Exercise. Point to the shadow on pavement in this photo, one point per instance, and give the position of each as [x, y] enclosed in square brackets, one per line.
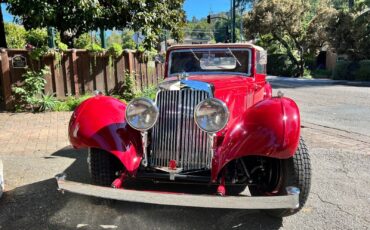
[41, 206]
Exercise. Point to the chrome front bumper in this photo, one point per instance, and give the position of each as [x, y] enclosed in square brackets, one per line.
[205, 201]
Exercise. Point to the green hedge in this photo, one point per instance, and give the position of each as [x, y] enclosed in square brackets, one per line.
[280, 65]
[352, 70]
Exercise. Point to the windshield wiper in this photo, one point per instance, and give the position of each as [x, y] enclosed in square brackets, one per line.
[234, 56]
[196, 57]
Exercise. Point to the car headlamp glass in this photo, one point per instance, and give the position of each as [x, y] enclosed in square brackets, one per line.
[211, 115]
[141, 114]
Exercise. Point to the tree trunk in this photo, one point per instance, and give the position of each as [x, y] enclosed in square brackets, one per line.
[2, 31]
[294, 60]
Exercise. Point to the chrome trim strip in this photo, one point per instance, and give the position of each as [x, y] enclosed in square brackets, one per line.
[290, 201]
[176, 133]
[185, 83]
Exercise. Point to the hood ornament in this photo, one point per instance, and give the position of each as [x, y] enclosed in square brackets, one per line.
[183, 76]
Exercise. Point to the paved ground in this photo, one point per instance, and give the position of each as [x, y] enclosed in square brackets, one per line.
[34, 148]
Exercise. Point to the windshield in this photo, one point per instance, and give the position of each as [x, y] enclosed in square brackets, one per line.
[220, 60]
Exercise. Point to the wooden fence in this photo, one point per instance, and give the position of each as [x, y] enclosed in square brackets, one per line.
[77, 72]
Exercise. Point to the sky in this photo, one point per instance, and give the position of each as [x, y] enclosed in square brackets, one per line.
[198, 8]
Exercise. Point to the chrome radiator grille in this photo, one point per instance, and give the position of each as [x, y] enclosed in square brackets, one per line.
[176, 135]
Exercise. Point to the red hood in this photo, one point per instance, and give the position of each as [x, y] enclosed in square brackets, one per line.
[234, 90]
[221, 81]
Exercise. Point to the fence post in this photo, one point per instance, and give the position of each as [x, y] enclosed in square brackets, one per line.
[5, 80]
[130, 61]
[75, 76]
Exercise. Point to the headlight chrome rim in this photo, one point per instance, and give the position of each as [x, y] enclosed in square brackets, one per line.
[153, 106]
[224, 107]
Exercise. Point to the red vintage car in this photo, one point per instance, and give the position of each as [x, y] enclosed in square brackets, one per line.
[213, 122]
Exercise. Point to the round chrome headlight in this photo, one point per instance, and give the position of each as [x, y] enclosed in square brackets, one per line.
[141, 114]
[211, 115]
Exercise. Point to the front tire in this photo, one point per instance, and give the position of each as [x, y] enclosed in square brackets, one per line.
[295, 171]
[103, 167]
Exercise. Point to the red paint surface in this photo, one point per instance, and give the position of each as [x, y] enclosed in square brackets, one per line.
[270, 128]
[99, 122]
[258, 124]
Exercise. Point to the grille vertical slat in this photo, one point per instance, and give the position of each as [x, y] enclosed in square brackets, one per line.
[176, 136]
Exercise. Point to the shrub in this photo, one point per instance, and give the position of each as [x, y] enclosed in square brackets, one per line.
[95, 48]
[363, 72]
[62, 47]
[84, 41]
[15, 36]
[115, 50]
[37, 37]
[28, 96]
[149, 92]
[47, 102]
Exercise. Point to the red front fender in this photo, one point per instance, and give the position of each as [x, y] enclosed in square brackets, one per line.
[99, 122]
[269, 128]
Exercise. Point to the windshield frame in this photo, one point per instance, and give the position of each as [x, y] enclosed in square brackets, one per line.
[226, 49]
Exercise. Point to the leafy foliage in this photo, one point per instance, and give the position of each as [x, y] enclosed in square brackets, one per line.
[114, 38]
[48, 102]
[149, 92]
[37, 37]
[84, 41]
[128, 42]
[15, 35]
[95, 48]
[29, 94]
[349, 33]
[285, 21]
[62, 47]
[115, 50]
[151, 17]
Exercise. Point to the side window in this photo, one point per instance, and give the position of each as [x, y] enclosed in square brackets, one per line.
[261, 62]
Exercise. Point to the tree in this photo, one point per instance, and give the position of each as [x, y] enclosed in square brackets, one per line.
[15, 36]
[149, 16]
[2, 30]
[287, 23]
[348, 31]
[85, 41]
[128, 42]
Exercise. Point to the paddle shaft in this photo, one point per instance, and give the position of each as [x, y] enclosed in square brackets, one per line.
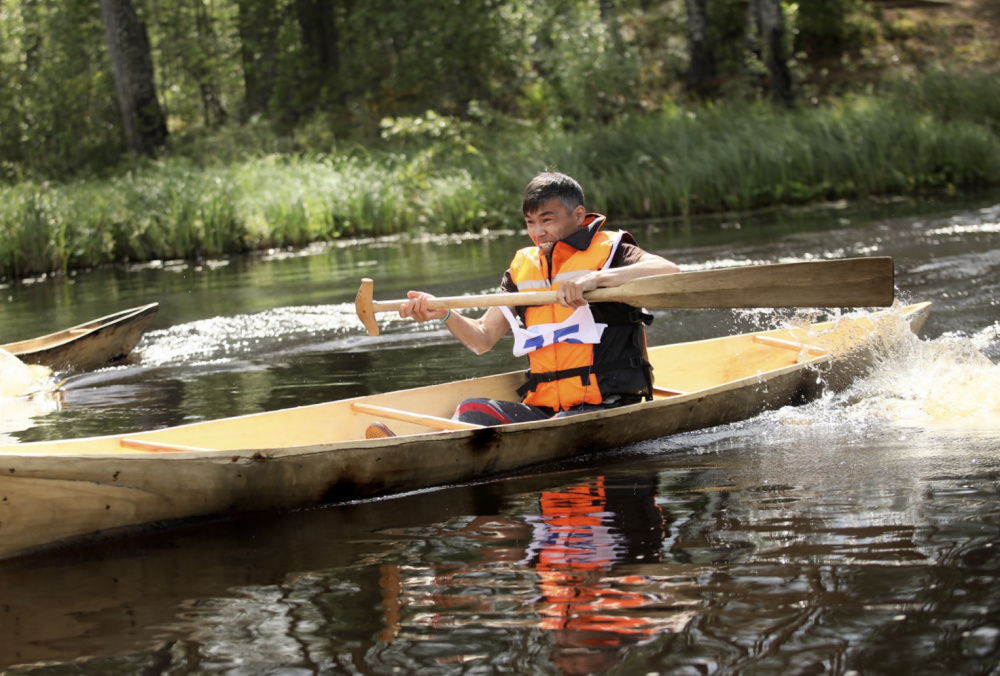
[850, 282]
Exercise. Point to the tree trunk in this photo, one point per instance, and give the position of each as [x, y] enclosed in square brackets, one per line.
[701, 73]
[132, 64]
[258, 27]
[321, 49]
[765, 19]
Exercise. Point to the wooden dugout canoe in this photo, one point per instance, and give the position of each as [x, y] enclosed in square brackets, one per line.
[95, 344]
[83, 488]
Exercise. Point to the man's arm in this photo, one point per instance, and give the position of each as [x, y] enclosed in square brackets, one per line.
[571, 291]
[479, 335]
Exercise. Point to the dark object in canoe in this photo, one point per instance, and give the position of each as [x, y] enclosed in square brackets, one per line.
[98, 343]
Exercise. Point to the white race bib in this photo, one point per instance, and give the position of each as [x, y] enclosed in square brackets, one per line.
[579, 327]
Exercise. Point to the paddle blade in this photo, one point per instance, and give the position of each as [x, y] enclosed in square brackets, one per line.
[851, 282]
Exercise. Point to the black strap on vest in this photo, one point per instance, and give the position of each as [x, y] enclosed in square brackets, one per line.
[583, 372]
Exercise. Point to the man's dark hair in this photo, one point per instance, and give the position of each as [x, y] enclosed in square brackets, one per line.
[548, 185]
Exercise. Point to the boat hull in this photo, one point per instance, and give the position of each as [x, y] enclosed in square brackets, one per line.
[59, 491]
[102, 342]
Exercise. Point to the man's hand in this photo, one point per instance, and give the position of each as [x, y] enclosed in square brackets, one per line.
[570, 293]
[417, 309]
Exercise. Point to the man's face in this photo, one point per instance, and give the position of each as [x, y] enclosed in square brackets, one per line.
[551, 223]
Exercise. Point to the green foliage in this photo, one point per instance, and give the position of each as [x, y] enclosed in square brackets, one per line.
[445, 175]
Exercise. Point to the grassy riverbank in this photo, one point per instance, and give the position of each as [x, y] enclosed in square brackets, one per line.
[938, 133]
--*--
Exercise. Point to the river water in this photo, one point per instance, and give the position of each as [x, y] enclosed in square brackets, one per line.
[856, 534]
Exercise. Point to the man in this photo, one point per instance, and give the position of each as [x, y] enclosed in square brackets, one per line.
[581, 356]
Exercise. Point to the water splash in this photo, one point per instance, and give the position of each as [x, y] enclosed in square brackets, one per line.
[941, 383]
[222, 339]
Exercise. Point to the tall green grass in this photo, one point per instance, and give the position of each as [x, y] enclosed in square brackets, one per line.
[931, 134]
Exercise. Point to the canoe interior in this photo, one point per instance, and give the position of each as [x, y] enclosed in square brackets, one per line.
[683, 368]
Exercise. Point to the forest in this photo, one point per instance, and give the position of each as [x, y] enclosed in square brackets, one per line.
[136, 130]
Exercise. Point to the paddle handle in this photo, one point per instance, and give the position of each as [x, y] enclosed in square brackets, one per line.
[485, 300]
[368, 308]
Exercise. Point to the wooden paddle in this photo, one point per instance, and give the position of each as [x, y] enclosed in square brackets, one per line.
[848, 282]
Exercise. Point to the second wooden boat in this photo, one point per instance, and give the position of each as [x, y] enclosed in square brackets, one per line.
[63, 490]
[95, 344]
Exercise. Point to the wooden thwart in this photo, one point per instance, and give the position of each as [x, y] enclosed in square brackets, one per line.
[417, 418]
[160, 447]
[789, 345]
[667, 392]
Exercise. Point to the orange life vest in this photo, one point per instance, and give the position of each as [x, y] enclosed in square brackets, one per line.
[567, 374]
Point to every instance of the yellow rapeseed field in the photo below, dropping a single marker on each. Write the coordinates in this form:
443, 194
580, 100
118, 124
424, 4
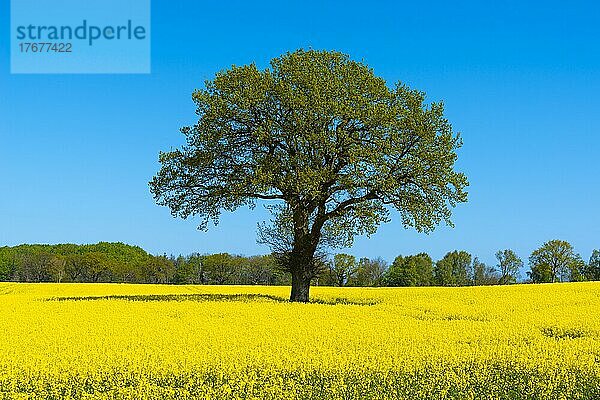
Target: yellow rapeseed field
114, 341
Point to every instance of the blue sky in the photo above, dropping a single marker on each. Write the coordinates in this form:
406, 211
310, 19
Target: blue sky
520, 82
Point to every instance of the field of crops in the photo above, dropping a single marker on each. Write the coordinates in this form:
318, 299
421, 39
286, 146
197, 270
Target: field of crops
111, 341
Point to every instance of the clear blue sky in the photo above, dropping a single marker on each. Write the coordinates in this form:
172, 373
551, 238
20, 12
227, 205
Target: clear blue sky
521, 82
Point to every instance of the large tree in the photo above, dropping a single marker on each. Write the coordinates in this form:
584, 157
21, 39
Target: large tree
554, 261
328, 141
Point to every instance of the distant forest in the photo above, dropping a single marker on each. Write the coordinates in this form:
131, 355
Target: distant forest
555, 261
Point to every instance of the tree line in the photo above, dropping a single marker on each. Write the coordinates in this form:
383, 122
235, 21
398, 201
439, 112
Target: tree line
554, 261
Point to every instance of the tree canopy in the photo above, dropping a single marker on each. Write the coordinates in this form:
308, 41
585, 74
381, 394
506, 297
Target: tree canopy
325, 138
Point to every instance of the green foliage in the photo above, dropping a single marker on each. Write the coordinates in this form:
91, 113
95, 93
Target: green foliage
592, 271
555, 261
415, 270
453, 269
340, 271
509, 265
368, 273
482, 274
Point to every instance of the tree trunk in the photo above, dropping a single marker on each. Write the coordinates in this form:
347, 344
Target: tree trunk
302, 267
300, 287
--*--
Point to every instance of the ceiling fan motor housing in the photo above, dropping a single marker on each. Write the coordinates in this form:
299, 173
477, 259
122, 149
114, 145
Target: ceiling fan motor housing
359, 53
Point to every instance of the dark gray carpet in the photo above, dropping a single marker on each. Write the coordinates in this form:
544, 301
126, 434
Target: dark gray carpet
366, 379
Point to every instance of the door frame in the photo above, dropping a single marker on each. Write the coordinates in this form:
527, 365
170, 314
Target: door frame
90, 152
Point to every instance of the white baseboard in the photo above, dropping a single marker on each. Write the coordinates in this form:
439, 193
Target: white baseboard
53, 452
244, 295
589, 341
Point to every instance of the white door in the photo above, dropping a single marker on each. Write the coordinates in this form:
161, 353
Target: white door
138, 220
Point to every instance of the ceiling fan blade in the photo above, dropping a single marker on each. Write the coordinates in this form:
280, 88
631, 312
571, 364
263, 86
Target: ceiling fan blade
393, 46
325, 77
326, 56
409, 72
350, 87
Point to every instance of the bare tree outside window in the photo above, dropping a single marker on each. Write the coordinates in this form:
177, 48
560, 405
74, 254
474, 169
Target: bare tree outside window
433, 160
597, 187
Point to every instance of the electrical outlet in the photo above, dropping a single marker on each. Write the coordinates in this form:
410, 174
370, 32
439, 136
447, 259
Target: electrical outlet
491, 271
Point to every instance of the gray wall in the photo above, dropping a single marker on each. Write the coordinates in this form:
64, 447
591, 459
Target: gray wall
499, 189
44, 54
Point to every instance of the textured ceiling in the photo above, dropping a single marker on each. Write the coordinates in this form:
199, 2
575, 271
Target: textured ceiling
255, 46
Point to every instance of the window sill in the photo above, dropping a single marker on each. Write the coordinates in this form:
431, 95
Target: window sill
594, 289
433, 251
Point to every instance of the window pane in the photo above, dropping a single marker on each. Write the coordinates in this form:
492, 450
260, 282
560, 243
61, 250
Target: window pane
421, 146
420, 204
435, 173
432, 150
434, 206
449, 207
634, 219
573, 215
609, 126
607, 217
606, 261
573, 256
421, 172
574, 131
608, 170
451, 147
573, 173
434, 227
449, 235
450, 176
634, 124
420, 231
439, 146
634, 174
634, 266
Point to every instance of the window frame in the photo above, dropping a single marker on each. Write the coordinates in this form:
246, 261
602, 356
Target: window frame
--*--
WHAT TO PRODUCE:
In your answer, include only the lines above starting at the line that holds "Point to every instance of the window frame" and ending at the line that holds "Target: window frame", copied exactly.

RESULT OF THIS TASK:
Point to every instance of the window frame in the photo above, dropping a single marker on each. Write the coordinates in this form:
246, 261
602, 356
Target: window frame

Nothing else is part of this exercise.